Return every line of the records below that contains the string "grassy". Matching is case-sensitive.
#####
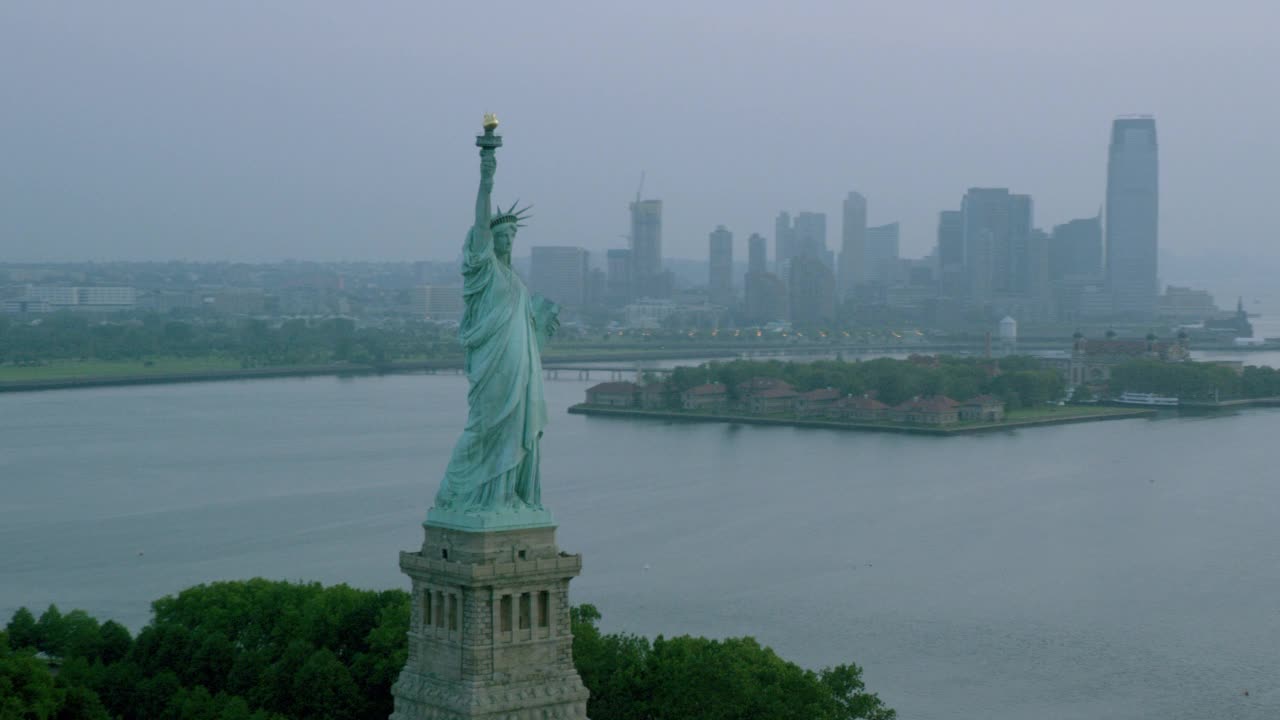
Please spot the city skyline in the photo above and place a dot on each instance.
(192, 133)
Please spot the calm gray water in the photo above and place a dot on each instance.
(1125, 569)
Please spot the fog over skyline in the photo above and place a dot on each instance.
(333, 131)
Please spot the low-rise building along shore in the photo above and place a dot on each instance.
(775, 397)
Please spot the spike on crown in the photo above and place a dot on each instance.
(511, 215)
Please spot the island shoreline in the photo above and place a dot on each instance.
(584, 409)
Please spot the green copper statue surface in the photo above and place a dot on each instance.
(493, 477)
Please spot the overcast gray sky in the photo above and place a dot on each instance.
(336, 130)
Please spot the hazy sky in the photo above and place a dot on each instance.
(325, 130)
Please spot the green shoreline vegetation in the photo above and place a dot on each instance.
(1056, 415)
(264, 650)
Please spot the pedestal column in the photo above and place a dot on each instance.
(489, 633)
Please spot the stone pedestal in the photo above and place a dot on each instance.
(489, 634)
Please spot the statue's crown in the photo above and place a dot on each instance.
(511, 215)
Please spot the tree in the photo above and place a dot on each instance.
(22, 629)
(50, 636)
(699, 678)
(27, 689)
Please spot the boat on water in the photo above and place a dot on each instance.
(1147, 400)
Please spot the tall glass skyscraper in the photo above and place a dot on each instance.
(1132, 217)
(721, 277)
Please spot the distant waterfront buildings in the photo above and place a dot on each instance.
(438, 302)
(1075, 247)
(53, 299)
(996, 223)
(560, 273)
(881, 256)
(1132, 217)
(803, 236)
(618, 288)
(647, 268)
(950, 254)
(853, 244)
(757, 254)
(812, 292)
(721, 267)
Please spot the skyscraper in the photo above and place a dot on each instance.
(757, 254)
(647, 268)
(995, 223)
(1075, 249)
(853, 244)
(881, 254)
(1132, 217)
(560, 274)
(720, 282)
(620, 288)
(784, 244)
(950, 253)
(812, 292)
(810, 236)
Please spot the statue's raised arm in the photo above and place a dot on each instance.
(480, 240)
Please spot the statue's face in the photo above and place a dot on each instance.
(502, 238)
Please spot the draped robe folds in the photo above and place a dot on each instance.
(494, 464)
#####
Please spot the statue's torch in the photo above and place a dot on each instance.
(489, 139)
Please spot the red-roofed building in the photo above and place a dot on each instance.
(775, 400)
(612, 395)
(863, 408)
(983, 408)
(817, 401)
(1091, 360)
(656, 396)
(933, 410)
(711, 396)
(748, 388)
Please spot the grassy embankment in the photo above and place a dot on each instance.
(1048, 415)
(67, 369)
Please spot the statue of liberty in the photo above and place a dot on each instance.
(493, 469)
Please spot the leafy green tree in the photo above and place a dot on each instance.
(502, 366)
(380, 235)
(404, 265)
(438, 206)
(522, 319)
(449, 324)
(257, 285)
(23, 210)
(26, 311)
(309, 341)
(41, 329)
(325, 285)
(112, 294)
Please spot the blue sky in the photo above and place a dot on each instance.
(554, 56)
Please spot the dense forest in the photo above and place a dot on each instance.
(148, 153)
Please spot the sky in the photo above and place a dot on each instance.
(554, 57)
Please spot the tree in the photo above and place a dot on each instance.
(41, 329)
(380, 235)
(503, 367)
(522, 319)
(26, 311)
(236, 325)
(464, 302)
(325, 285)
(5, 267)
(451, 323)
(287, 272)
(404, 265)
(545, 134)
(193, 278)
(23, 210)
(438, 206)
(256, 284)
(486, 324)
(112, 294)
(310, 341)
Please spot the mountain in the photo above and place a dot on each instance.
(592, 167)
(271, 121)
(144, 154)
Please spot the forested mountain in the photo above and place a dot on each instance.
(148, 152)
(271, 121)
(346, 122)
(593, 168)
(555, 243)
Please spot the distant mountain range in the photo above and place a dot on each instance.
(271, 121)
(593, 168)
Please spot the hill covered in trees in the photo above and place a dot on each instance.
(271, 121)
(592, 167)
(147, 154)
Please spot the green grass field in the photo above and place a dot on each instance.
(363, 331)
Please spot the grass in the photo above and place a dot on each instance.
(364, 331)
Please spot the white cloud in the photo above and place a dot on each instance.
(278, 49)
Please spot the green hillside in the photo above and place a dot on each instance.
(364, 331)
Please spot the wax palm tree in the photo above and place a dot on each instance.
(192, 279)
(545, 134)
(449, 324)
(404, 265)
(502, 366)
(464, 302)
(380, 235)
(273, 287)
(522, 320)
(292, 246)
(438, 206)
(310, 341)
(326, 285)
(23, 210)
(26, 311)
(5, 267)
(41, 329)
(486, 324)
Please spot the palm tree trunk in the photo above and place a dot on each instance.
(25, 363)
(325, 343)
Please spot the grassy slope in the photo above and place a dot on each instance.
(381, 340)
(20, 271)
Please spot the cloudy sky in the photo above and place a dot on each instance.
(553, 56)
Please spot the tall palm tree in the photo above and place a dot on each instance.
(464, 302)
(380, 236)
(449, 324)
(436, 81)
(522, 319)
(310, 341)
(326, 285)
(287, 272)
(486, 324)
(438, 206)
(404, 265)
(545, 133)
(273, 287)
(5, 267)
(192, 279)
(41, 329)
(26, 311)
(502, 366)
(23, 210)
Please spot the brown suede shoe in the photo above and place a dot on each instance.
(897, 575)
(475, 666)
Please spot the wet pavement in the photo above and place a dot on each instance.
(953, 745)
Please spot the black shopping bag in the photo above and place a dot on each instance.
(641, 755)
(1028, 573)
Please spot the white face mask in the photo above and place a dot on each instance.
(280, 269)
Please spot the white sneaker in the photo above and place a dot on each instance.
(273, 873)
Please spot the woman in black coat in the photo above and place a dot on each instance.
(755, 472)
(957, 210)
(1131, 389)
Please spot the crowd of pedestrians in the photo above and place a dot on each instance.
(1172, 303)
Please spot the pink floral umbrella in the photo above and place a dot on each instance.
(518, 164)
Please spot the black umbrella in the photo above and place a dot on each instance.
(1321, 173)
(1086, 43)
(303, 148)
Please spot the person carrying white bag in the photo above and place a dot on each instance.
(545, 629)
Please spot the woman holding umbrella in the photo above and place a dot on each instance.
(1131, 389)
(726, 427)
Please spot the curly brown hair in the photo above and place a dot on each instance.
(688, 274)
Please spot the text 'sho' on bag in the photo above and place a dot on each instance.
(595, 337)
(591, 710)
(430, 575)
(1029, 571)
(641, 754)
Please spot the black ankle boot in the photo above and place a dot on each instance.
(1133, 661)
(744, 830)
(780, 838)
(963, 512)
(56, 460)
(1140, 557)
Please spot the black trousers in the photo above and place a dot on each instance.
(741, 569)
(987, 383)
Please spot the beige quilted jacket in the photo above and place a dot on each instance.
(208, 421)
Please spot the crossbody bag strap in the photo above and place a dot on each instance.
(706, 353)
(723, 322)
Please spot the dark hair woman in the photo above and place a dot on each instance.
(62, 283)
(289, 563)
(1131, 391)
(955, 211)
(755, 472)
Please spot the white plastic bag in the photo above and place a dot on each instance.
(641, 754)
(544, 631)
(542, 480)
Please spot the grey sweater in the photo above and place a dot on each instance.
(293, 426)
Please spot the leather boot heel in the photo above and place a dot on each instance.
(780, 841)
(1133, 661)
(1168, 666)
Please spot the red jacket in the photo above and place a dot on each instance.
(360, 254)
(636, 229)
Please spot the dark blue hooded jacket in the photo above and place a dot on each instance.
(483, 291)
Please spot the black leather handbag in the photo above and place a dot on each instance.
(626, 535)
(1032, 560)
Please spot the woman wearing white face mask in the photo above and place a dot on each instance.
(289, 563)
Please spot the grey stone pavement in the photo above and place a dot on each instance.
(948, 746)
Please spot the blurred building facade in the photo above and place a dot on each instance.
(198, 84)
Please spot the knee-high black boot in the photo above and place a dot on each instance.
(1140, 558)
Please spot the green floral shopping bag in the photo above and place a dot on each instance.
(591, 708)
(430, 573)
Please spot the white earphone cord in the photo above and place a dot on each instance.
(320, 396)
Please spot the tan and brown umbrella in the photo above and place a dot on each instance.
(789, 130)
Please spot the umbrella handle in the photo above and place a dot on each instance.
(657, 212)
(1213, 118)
#####
■ OUTPUT OF THE EXERCISE:
Please spot the grassy embankment in the photo above and place a dot on each instance.
Please spot the grassy slope in the photo above and place a dot on each instance.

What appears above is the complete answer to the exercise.